■ DONNÉES AFFICHÉES ■
/---

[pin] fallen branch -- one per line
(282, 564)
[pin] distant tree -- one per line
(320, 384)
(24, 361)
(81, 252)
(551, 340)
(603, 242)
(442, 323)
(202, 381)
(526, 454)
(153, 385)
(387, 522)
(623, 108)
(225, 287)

\---

■ DÉTAILS DU PROBLÈME ■
Pouvez-vous renvoyer à l'identique chacune des lignes de toutes les entrées ci-dessus ?

■ RÉSULTAT CI-DESSOUS ■
[pin] fallen branch -- one per line
(282, 564)
[pin] distant tree -- one per line
(320, 384)
(24, 361)
(81, 252)
(551, 340)
(603, 242)
(442, 323)
(202, 381)
(526, 454)
(153, 385)
(387, 522)
(623, 108)
(225, 287)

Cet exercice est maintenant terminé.